● Work to be completed:
Convert the lines of the records into a numbered list, from the line containing "TARGET = pot handle" through the end of the records, both ends included. Leave out any blank lines.

::::::

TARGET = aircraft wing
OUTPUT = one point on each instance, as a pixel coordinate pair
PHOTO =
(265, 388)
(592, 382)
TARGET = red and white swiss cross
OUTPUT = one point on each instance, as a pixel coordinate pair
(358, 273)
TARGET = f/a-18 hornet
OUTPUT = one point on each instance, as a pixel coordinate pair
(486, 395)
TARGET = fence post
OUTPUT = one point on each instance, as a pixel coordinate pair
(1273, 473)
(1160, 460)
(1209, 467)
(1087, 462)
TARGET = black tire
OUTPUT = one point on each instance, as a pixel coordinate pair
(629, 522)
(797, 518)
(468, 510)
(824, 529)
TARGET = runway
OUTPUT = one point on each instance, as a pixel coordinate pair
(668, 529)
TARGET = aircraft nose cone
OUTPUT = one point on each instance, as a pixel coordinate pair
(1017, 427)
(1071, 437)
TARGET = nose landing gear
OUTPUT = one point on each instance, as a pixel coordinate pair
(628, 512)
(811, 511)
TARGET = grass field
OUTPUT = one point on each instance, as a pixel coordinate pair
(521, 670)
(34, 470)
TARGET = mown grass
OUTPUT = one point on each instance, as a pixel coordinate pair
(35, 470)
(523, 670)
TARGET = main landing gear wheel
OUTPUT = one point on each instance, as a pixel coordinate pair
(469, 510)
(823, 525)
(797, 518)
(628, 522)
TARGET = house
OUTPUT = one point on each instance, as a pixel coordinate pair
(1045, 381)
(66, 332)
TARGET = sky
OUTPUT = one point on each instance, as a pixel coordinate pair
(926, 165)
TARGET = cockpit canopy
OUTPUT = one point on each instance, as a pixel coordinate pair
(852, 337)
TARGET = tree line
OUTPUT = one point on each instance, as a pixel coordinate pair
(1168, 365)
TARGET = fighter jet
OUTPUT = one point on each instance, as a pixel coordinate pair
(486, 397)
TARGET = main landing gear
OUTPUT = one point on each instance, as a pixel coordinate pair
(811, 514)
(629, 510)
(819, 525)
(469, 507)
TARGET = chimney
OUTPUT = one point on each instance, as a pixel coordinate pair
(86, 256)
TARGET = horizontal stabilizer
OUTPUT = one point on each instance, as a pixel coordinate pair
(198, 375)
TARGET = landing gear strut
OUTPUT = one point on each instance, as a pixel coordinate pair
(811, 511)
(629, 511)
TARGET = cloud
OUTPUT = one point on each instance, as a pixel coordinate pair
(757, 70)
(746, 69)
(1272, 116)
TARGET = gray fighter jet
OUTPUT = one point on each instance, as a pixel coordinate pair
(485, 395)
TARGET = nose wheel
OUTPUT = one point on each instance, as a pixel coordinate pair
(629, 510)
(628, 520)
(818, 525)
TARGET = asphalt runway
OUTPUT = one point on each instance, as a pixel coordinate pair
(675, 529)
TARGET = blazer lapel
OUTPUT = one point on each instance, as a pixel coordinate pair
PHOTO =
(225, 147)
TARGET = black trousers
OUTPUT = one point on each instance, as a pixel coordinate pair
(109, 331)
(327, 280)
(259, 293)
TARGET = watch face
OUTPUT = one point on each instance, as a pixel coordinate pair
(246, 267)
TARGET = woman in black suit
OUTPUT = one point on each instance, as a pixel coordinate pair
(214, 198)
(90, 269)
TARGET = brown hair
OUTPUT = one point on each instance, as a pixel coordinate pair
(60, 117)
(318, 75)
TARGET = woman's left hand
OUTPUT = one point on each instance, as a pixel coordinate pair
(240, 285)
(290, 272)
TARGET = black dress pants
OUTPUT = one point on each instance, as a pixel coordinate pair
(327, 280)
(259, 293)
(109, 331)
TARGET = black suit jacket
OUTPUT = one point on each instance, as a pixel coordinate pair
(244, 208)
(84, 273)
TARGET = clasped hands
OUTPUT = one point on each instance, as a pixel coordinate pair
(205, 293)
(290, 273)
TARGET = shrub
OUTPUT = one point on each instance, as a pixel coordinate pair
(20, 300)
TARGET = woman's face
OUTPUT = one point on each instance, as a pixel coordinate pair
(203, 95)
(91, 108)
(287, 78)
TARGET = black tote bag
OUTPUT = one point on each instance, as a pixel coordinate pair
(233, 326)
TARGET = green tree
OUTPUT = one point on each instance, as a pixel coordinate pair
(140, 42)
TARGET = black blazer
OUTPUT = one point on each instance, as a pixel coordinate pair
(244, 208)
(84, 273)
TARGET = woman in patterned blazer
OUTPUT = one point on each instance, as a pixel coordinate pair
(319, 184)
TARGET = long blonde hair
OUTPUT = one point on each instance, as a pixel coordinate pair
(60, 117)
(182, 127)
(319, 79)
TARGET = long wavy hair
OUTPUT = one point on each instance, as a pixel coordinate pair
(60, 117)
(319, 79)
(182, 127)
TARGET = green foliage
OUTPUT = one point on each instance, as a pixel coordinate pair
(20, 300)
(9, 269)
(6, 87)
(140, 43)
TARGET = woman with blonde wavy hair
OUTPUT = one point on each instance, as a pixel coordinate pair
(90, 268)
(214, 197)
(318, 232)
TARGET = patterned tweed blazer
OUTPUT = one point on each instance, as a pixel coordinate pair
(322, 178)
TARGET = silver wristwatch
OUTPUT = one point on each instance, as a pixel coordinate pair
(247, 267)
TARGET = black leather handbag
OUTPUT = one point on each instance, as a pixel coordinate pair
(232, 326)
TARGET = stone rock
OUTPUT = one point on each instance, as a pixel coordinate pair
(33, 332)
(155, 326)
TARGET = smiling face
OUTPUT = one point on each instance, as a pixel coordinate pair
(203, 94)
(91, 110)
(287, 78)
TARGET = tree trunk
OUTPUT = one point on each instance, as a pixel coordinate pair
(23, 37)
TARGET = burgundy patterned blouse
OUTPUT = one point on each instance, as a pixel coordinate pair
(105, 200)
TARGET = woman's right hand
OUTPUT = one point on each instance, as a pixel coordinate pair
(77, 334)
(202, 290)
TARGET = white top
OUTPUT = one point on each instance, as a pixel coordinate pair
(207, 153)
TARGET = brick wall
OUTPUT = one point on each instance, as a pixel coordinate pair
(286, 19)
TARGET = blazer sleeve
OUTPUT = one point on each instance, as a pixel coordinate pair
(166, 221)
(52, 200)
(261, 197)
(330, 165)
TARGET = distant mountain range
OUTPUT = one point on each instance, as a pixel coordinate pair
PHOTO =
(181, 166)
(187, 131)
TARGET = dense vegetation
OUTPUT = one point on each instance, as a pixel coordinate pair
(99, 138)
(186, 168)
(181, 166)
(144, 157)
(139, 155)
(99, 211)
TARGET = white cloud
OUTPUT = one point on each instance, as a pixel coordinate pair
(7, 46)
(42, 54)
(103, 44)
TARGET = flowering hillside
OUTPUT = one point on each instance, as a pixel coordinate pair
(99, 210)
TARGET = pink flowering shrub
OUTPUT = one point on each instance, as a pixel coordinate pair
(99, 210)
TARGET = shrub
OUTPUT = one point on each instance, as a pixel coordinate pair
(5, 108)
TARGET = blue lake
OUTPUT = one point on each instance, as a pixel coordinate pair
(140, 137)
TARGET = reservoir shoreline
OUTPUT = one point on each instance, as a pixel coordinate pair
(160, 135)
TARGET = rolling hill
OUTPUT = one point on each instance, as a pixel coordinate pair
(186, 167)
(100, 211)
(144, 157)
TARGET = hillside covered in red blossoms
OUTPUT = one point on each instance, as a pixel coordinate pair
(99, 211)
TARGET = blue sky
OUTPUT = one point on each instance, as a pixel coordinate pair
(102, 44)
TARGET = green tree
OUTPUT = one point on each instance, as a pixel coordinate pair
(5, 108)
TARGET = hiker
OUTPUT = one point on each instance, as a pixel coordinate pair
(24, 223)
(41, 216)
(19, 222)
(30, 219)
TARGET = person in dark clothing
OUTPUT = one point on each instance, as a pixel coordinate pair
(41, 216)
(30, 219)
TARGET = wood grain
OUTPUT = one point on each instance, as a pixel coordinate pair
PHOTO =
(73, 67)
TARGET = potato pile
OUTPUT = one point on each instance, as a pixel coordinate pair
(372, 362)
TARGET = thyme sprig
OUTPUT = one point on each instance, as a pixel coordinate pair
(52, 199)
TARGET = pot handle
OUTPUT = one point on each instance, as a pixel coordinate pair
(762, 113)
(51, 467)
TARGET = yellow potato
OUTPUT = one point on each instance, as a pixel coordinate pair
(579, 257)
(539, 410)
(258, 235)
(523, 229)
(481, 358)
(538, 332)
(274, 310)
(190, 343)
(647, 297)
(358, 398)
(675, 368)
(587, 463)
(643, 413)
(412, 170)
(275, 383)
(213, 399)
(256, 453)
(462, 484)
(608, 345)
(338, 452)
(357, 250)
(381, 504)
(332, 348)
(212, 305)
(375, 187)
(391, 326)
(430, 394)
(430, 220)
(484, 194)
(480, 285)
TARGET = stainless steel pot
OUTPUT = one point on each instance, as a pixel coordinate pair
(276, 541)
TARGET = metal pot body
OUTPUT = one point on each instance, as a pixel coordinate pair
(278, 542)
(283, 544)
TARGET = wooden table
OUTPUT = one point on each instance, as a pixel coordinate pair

::::::

● The response:
1. TARGET = pot handle
2. OUTPUT = one point on each instance, as a pixel coordinate pair
3. (762, 113)
4. (51, 467)
5. TARGET = yellow potato
6. OUTPUT = one point on each instance, as a pixel coordinate pair
7. (579, 257)
8. (539, 410)
9. (258, 235)
10. (523, 229)
11. (481, 358)
12. (538, 332)
13. (274, 310)
14. (190, 343)
15. (647, 297)
16. (358, 398)
17. (675, 368)
18. (587, 463)
19. (643, 413)
20. (412, 170)
21. (275, 383)
22. (213, 399)
23. (256, 453)
24. (462, 484)
25. (608, 345)
26. (338, 452)
27. (357, 250)
28. (381, 504)
29. (332, 348)
30. (212, 305)
31. (375, 187)
32. (391, 326)
33. (430, 394)
34. (430, 220)
35. (484, 194)
36. (480, 285)
37. TARGET = stainless steel pot
38. OUTPUT = one point on each instance, as a pixel coordinate pair
39. (276, 541)
40. TARGET = metal pot body
41. OUTPUT = one point on each instance, as a pixel coordinate pair
42. (278, 542)
43. (283, 544)
44. TARGET = wooden table
45. OUTPUT = one point on each instance, as a pixel coordinate pair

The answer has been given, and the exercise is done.